▶ **TEXT EXCERPT**:
┌──

AMD reported yet another record-breaking quarter earlier this week, with a yearly revenue increase of 54% and operating income of +101%. While both the CG and EES segments did well across the board, the data center was the star of the show. AMD’s data center CPU and GPU business (Epyc and Instinct) crossed the $1 billion mark for the first time in more than a decade.

According to stats from NextPlatform, AMD’s data center business grew 38% sequentially from Q2 and Q3 2021, and more than doubled compared to the previous year. Digging deeper, we know that the data center GPU “Instinct” sales saw an increase of more than 100% to reach $164 million, leaving the Epyc processor sales with the bulk of the revenue. The latter rose by 30% quarterly and 105% YoY to yield an overall revenue of $914 million.

The bulk of the increase in CPU and GPU enterprise parts comes from the adoption of the latest Epyc and Instinct processors by hyperscalers and cloud providers. AMD offers the kind of compute density and I/O that Intel simply can’t for the time being. More cores, more PCIe lanes, wider memory bandwidth, etc.

The custom Epyc “Trento” CPUs and the chiplet based Instinct MI200 accelerators have already started to ship to select customers. The official release for these (and the Zen 3D-based Milan-X processors) is set for early November. Offering a uniform memory architecture with coherency is one of the primary advantages of this custom design.

Trento is based on the same Zen 3 core architecture as Milan, with some modifications allowing AMD to pair each chip with four Instinct MI200 GPUs using the Infinity Fabric 3.0 interconnect. The exact specifications of the MI2150X have also been shared. It’ll consist of a total of 110 CUs with a boost clock of 1.7GHz. This means that we’re likely looking at eight memory stacks, each featuring eight 2GB dies. This indicates a total bus width of 8,196-bits (1,024-bits x8 controllers), resulting in an overall bandwidth of 3.68 TB, roughly the same as the HBM variants of Sapphire Rapids-SP.

At the heart of the GPU core, there will be two 55 CU chiplets, resulting in an overall compute strength of 110 CU, with an impressive boost clock of 1.7GHz. Since Alderbaran can execute double-precision instructions (FP64) at native speeds, this will result in a double-precision throughput of 47.9 TFLOPs, an insane four times more than its predecessor, the MI100.

Even NVIDIA’s Ampere-based A100 Tensor core accelerator is capable of “only” 19.5 TFLOPs of FP64 compute. In terms of mixed-precision compute, we’re looking at 383 TFOPs of FP16 and BFLOAT16. In comparison, the MI100, topped out at “just” 184 and 92 TFLOPs in the two data types, respectively.

└──

▶ **BRIEF 1**: Summarize the AMD article above in two sentences.
▶ **BRIEF 2**: According to the AMD article above, how much did sales of the Instinct data center GPUs reach?
▶ **BRIEF 3**: Duplicate the AMD article above from "At the heart" to "data types, respectively.".

▶ **MATERIAL SUPPLIED**:

┌──

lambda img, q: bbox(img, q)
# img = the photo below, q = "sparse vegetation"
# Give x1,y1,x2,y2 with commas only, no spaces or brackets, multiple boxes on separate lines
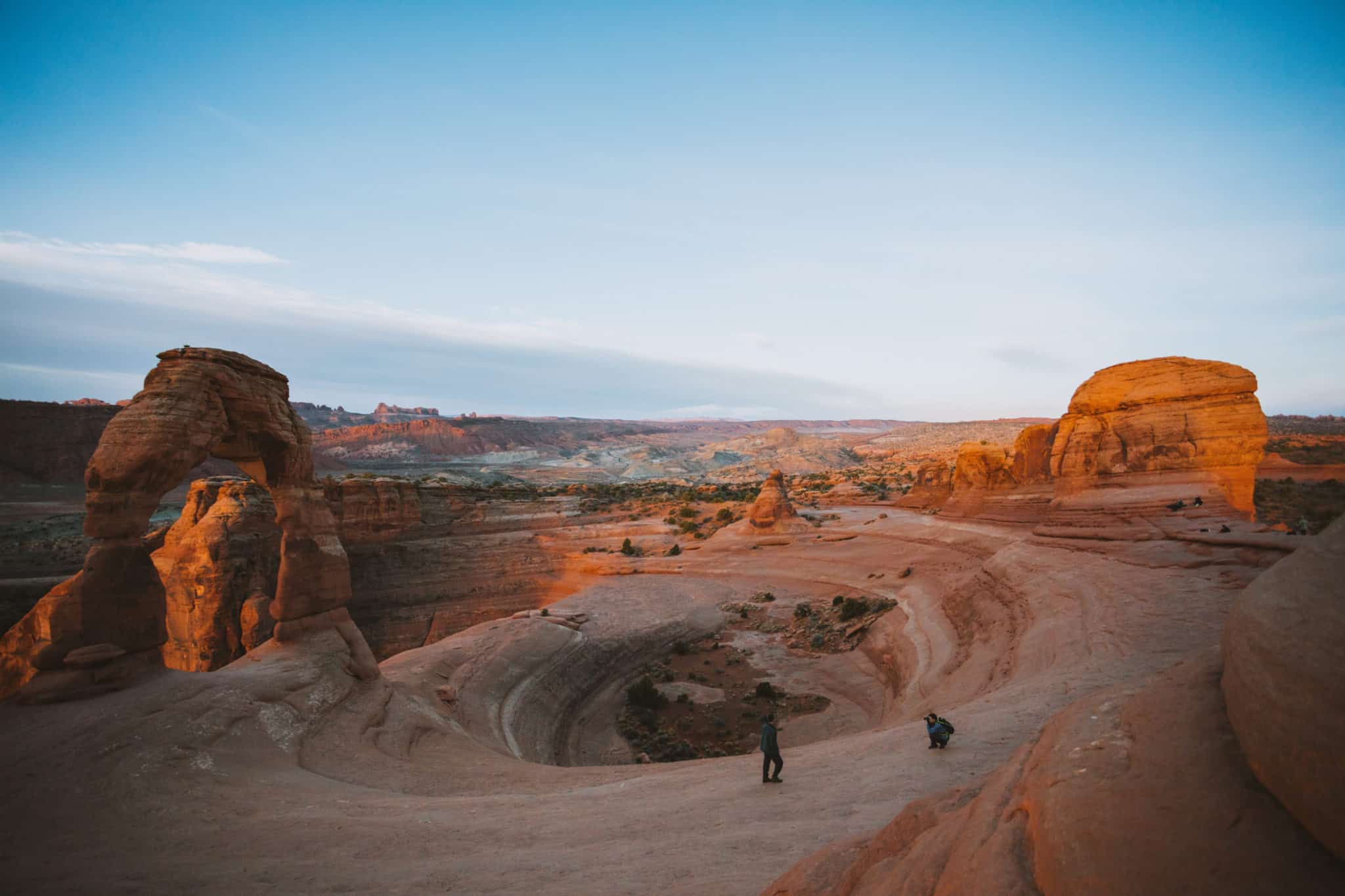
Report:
625,675,669,710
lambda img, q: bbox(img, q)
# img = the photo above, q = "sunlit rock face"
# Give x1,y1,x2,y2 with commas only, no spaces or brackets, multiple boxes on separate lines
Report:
1050,357,1266,516
0,347,378,697
152,477,280,672
748,470,806,532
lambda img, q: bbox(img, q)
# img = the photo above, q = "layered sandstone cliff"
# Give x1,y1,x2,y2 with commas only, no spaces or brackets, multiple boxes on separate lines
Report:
1050,357,1266,516
323,477,421,544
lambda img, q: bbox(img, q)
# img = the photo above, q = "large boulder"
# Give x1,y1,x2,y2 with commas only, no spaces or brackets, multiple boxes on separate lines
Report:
1223,519,1345,859
152,477,280,672
1050,357,1266,516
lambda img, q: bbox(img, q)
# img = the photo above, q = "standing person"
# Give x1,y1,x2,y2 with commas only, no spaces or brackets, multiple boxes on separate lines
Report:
761,712,784,784
925,712,950,750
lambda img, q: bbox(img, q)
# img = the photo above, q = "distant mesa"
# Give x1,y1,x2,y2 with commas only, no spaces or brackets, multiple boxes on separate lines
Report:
374,402,438,416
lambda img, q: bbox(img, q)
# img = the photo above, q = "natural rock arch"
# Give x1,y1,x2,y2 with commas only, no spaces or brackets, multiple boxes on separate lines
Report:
4,347,378,688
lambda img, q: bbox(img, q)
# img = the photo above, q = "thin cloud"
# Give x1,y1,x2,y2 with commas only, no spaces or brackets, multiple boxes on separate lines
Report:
0,230,285,265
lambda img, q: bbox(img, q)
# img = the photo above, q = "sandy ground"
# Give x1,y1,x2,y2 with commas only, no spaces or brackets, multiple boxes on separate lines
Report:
0,507,1282,893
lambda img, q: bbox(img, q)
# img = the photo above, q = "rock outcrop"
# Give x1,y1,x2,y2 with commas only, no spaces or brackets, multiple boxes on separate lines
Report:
0,400,118,484
152,477,280,672
0,348,378,696
748,470,807,532
323,477,421,544
1223,519,1345,859
1050,357,1266,516
897,461,952,511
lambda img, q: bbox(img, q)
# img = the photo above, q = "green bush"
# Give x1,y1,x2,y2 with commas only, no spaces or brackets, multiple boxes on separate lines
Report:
625,675,669,710
841,598,869,622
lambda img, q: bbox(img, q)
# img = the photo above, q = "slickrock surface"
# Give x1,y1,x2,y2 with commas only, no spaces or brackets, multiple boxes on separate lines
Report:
1050,357,1266,515
152,477,280,672
1223,510,1345,859
761,650,1345,896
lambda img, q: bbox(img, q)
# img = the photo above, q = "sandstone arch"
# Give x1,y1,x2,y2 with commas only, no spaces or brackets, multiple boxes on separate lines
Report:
0,347,378,691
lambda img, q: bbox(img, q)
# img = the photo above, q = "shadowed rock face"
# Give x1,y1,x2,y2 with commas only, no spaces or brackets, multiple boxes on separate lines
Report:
323,477,421,544
1223,510,1345,859
0,348,376,694
1050,357,1266,515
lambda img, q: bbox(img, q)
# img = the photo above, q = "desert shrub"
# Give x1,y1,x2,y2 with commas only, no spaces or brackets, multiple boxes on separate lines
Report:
841,598,869,622
625,675,669,710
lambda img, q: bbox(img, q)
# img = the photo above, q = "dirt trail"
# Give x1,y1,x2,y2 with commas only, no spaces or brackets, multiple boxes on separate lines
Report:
0,508,1279,895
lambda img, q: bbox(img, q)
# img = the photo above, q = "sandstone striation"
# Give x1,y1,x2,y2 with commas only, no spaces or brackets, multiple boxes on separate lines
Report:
1223,519,1345,859
323,477,421,544
152,477,280,672
1050,357,1266,516
0,348,376,693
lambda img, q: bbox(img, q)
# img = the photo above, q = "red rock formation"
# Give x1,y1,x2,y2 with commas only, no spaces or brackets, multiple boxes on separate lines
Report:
1050,357,1266,515
323,477,421,544
897,461,952,511
952,442,1017,493
0,348,378,692
374,402,439,416
0,400,117,484
152,477,280,672
1011,421,1060,485
748,470,807,532
1223,519,1345,859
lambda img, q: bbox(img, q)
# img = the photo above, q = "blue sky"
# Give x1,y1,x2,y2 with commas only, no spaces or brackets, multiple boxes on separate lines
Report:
0,3,1345,419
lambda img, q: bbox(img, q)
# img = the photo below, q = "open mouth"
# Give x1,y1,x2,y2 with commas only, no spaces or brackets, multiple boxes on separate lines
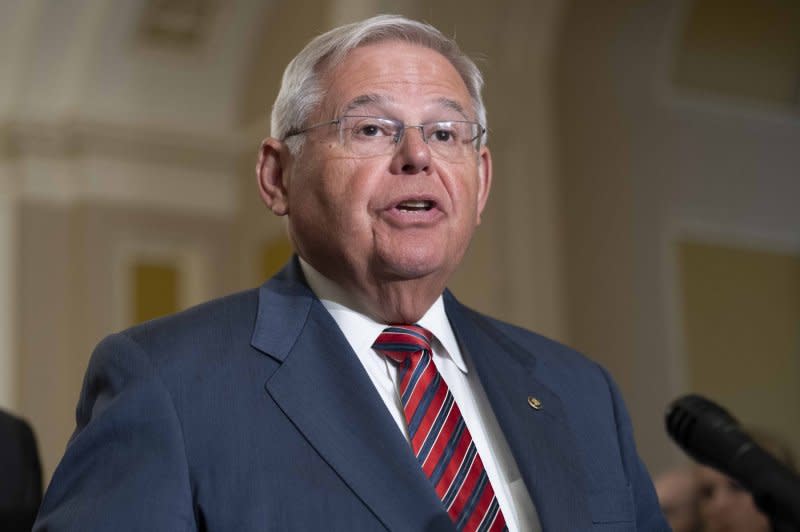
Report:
397,200,436,212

└──

▶ **PROBLEM SOLUTION 1**: AMD reported a record-breaking quarter with a 54% yearly revenue increase, and its data center CPU and GPU business (Epyc and Instinct) crossed the $1 billion mark for the first time in more than a decade. Most of that growth came from hyperscalers and cloud providers adopting the latest Epyc and Instinct processors, and the custom Epyc "Trento" CPUs and Instinct MI200 accelerators have already started shipping to select customers ahead of an official release set for early November.

▶ **PROBLEM SOLUTION 2**: They reached $164 million.

▶ **PROBLEM SOLUTION 3**:
At the heart of the GPU core, there will be two 55 CU chiplets, resulting in an overall compute strength of 110 CU, with an impressive boost clock of 1.7GHz. Since Alderbaran can execute double-precision instructions (FP64) at native speeds, this will result in a double-precision throughput of 47.9 TFLOPs, an insane four times more than its predecessor, the MI100.

Even NVIDIA’s Ampere-based A100 Tensor core accelerator is capable of “only” 19.5 TFLOPs of FP64 compute. In terms of mixed-precision compute, we’re looking at 383 TFOPs of FP16 and BFLOAT16. In comparison, the MI100, topped out at “just” 184 and 92 TFLOPs in the two data types, respectively.